The request — Copy out, unchanged, every line of the entries below from the one containing "Your task: detect every blurred tree" down to the one containing "[1220,397,1372,457]", with both of those lines included.

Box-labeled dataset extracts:
%%

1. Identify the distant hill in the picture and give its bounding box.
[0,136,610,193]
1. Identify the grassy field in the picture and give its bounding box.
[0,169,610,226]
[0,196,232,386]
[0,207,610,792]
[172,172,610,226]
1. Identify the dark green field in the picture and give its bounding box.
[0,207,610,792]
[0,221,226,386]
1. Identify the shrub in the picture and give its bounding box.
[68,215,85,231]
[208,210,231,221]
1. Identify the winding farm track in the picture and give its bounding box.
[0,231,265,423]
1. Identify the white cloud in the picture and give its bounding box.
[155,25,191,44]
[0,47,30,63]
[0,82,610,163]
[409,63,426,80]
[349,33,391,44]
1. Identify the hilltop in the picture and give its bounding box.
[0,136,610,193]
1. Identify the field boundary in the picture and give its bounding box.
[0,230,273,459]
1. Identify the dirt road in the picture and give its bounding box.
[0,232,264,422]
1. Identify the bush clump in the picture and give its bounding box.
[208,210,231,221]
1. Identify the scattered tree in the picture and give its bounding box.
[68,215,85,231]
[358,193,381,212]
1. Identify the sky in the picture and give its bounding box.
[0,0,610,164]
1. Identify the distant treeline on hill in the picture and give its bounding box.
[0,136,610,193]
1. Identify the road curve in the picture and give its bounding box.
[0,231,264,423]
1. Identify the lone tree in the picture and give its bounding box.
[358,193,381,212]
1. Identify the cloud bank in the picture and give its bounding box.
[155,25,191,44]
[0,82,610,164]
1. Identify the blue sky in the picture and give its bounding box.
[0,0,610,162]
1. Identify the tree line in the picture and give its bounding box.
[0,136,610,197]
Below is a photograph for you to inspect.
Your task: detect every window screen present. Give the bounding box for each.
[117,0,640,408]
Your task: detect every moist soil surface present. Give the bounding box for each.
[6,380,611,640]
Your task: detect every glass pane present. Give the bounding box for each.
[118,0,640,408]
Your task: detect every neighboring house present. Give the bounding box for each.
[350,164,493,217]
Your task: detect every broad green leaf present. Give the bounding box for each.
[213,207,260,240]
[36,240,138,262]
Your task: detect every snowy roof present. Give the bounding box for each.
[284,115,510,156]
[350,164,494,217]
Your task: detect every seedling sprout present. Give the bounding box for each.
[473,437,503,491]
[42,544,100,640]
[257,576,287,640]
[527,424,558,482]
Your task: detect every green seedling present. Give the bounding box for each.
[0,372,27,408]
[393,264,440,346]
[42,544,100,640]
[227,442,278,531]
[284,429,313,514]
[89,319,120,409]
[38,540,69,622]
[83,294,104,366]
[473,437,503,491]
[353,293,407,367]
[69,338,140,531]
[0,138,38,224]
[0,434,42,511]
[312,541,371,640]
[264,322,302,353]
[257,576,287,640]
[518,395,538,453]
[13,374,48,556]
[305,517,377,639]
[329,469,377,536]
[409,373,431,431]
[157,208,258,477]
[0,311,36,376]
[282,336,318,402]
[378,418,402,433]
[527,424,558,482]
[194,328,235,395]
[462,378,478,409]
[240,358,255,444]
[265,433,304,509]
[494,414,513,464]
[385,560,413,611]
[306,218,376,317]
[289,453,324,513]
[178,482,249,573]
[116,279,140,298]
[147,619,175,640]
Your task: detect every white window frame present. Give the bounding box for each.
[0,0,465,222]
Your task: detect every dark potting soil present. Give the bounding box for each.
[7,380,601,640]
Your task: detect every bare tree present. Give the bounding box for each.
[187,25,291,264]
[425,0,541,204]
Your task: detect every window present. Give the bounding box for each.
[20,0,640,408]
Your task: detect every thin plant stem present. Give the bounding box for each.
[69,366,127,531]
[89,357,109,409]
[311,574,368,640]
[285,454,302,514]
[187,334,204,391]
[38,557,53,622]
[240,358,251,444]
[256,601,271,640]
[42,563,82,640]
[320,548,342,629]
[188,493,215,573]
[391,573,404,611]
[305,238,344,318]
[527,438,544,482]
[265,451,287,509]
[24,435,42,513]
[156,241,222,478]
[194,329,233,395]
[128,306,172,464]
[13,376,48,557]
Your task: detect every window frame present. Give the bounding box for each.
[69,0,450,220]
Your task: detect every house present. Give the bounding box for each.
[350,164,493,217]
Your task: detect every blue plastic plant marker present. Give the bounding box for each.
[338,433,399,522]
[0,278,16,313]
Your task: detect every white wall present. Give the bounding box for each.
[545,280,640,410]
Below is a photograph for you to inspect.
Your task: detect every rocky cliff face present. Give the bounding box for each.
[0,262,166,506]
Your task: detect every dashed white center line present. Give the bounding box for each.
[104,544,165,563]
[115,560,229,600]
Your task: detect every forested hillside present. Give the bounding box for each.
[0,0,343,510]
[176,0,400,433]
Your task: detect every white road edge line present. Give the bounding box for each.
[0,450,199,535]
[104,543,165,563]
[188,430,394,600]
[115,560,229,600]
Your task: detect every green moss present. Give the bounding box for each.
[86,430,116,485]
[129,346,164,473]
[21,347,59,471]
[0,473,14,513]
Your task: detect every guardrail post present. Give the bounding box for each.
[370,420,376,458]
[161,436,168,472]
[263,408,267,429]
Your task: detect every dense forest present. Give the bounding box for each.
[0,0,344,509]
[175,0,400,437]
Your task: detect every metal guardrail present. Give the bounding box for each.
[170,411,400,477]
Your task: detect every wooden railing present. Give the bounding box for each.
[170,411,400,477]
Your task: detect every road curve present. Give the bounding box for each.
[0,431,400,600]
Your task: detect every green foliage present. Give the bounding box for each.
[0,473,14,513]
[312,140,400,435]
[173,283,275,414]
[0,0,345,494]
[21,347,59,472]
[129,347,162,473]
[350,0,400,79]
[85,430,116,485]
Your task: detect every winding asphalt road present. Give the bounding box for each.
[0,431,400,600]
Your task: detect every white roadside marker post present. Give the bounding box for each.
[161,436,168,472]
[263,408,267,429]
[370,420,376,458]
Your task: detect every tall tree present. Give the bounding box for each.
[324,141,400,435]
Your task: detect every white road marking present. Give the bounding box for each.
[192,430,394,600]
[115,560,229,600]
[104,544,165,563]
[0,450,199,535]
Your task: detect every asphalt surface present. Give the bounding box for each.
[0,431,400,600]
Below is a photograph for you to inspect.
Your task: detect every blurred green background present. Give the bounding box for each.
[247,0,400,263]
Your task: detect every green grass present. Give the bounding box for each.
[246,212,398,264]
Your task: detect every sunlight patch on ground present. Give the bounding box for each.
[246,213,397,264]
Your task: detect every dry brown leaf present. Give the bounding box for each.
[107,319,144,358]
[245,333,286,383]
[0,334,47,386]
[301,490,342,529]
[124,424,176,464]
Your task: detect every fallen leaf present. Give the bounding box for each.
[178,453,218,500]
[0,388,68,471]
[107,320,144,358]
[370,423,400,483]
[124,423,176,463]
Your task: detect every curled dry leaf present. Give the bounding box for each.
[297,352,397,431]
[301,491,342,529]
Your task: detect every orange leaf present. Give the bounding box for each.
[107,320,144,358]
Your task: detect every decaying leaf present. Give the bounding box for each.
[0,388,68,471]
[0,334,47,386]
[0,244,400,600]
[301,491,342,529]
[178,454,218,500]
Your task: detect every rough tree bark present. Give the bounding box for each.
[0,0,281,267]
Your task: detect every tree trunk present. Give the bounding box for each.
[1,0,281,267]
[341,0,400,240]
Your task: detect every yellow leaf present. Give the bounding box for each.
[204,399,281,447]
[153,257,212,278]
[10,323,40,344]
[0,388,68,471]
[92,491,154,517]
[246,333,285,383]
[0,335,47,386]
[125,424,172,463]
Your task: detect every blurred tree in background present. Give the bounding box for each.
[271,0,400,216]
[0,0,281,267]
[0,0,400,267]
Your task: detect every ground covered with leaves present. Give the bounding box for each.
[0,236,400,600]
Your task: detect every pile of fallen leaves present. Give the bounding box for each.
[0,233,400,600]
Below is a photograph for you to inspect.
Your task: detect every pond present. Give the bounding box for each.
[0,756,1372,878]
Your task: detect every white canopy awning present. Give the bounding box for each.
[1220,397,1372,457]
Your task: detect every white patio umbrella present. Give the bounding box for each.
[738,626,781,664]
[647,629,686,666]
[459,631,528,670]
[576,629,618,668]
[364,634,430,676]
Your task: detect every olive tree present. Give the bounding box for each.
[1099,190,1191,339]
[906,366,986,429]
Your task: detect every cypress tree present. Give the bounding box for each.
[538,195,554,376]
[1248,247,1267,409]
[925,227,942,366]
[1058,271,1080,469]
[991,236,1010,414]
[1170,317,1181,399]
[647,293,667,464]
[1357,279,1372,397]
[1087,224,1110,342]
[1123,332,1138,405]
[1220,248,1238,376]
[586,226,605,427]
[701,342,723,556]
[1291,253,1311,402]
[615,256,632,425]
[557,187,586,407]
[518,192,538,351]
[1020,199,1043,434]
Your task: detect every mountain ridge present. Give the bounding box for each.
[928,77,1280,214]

%%

Task result —
Your task: detect every blurred tree in background present. Give the bounding box for each.
[271,0,400,216]
[0,0,281,267]
[0,0,400,267]
Your task: detect every ground covered with leaves present. Give the bounding box for each.
[0,236,400,600]
Your task: detect every pile of fallen leaves present. Give the bounding box for each.
[0,233,400,600]
Below is a photograph for you to inspect.
Your task: detect every pond present. Give the bounding box for each.
[0,756,1372,878]
Your task: detect every white canopy awning present. Give the bounding box for each.
[1220,397,1372,457]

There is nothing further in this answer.